### [Your goal]
Go through the records and extract every line with the word "wall".
==================================================
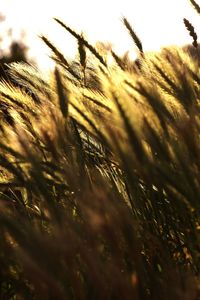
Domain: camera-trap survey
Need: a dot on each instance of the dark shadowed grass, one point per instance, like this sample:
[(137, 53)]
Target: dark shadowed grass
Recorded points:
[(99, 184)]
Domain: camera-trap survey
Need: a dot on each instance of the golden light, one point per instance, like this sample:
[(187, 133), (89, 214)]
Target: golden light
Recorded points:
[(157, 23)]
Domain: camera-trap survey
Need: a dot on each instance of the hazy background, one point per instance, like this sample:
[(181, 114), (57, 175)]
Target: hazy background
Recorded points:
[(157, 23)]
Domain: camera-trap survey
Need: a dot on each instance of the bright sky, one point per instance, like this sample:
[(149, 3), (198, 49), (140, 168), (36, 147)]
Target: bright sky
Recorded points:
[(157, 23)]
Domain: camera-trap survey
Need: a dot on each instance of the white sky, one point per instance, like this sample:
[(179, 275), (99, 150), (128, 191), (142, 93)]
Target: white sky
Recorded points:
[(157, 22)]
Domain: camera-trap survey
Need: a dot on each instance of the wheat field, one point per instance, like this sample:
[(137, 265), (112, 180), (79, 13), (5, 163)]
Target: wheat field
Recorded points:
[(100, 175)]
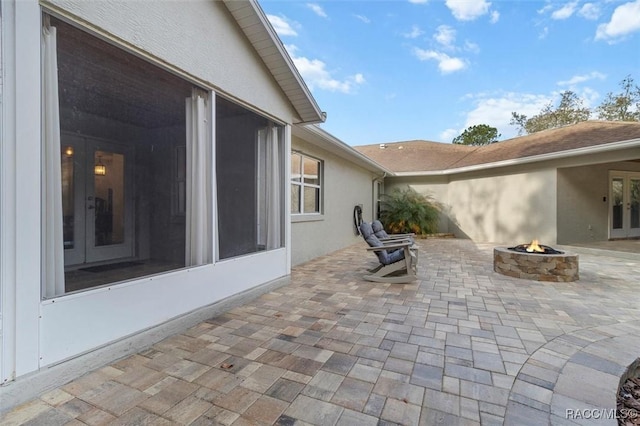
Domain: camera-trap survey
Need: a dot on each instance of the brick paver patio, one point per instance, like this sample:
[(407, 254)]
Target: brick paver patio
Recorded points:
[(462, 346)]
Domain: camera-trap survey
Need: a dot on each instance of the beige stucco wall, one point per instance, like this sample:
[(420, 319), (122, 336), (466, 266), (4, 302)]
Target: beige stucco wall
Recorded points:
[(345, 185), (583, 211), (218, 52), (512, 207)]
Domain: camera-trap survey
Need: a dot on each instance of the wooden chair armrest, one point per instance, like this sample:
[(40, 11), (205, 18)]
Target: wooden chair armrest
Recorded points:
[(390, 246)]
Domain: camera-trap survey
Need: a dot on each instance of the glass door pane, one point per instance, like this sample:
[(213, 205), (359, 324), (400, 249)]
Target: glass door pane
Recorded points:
==================================================
### [Written response]
Need: a dot on each instance of the beige stucco wall, one point per instance, like this sample:
Target: beige stucco wall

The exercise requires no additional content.